> AIM: Reproduce the data exactly and drop any pictures it holds.

-- DATA ENTRIES start --

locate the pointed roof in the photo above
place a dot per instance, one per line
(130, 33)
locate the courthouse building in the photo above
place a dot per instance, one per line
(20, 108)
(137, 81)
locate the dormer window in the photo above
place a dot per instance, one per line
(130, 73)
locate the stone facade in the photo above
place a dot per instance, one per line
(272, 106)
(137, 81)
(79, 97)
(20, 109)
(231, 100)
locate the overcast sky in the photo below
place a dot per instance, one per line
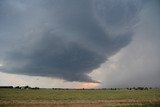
(80, 43)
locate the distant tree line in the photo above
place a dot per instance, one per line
(36, 88)
(19, 87)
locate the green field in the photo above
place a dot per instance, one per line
(94, 97)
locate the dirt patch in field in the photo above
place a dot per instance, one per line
(97, 103)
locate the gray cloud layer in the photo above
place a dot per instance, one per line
(63, 38)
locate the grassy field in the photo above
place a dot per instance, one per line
(76, 98)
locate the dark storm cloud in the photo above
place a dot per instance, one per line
(63, 38)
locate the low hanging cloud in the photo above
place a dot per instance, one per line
(65, 39)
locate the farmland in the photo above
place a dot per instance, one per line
(76, 98)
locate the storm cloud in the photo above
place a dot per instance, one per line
(65, 39)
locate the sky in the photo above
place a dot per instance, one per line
(80, 43)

-- DATA ENTRIES end --

> EXERCISE OUTPUT:
locate the pointed roof in the photo above
place a dot per instance, one per line
(130, 33)
locate the courthouse building in the photo above
place a dot per instance, one per line
(20, 108)
(137, 81)
locate the dormer window in the photo above
place a dot per instance, one per line
(130, 73)
locate the stone facade in the photo above
place a dot per instance, one per line
(272, 106)
(137, 81)
(79, 97)
(20, 109)
(231, 100)
locate the overcast sky in the photo below
place a dot per instance, one per line
(80, 43)
locate the distant tree line in the photo above
place a dot per instance, one per line
(36, 88)
(19, 87)
locate the green field in the photo above
place a dot per instance, one per line
(94, 97)
locate the dirt patch in field in the photo above
place a dot per instance, one per line
(97, 103)
locate the gray cloud layer in the photo above
place a dot per instance, one per line
(63, 38)
locate the grassy field in the photo above
place a dot per instance, one per line
(76, 98)
locate the dark storm cloud in the photo above
place a dot per instance, one per line
(63, 38)
locate the low hanging cloud in the photo above
place a dot per instance, one per line
(65, 39)
locate the farmland in the photo above
place a dot per instance, one per line
(76, 98)
locate the storm cloud in the photo above
place a dot per instance, one per line
(65, 39)
locate the sky in the photo above
place a dot per instance, one per line
(80, 43)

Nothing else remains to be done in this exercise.